Codeforces

https://codeforc.es/contest/1194/problem/E

给5000条正常的（同方向不会重叠，也不会退化成点的）线段，他们都是平行坐标轴方向的，求能组成多少个矩形。

先进行坐标偏移，按水平线和垂直线分好类。

用扫描线的思路，从底部的水平线开始往上扫，先标记所有与该条水平线相交的竖直线，加入队列，给竖直线按y排序。

先把结束的竖直线undo掉，然后从这条水平线A的下一条水平线B开始，询问B线覆盖的区间中还有多少标记的竖直线。

注意要么偏移5001，要么把区间查询这里加个特判。防止越界到-1。

慢一点点的代码。

#include<bits/stdc++.h>
using namespace std;
typedef long long ll;

const int MAXN = 10001;
int bit[MAXN + 5];

inline int prefix_sum(int x) {
    int res = 0;
    for(; x; x -= x & -x)
        res += bit[x];
    return res;
}

inline void add(int x, int v) {
    for(; x <= MAXN; x += x & -x)
        bit[x] += v;
}

inline int range_sum(int l, int r) {
    return prefix_sum(r) - prefix_sum(l - 1);
}

struct Vertical_Line {
    int x, y1, y2;
    bool operator<(const Vertical_Line& vl) {
        return x != vl.x ? x < vl.x : y1 < vl.y1;
    }
} vl[5005];
int  vtop;

struct Vertical_Line_End {
    int x, y;
    bool operator<(const Vertical_Line_End& vle) {
        return y < vle.y;
    }
} vle[5005];
int vle_back, vle_front;

struct Horizontal_Line {
    int x1, x2, y;
    bool operator<(const Horizontal_Line& hl) {
        return y != hl.y ? y < hl.y : x1 < hl.x1;
    }
} hl[5005];
int htop;

int main() {
#ifdef Yinku
    freopen("Yinku.in", "r", stdin);
    //freopen("Yinku.out", "w", stdout);
#endif // Yinku
    int n;
    while(~scanf("%d", &n)) {
        vtop = 0, htop = 0;
        int x1, y1, x2, y2;
        for(int i = 1; i <= n; i++) {
            scanf("%d%d%d%d", &x1, &y1, &x2, &y2);
            x1 += 5001, y1 += 5001, x2 += 5001, y2 += 5001;
            if(x1 > x2)

☆ ☆ ☆ ☆ ☆ ☆ ☆

练习题目 —
1. 根据原文回答：
(a) 题目给出了多少条线段？
(b) 扫描线从哪里开始，朝哪个方向扫？
(c) 代码中每个坐标都加上了多少来做偏移？
2. 把原文从“先进行坐标偏移，按水平线和垂直线分好类。”到“注意要么偏移5001，要么把区间查询这里加个特判。防止越界到-1。”这一段原样抄写下来。

标注点记录:
☆ ☆ ☆ ☆ ☆ ☆ ☆

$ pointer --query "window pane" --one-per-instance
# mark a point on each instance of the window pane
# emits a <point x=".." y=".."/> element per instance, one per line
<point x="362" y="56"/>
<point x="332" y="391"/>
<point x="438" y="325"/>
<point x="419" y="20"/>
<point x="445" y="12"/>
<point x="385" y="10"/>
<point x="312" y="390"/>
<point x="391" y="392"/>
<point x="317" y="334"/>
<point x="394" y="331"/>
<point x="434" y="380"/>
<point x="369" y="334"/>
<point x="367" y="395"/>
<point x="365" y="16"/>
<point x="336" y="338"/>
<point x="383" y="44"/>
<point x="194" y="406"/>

☆ ☆ ☆ ☆ ☆ ☆ ☆

参考答案 —
1.
(a) 5000条。
(b) 从底部的水平线开始往上扫。
(c) 5001。

2.
先进行坐标偏移，按水平线和垂直线分好类。

用扫描线的思路，从底部的水平线开始往上扫，先标记所有与该条水平线相交的竖直线，加入队列，给竖直线按y排序。

先把结束的竖直线undo掉，然后从这条水平线A的下一条水平线B开始，询问B线覆盖的区间中还有多少标记的竖直线。

注意要么偏移5001，要么把区间查询这里加个特判。防止越界到-1。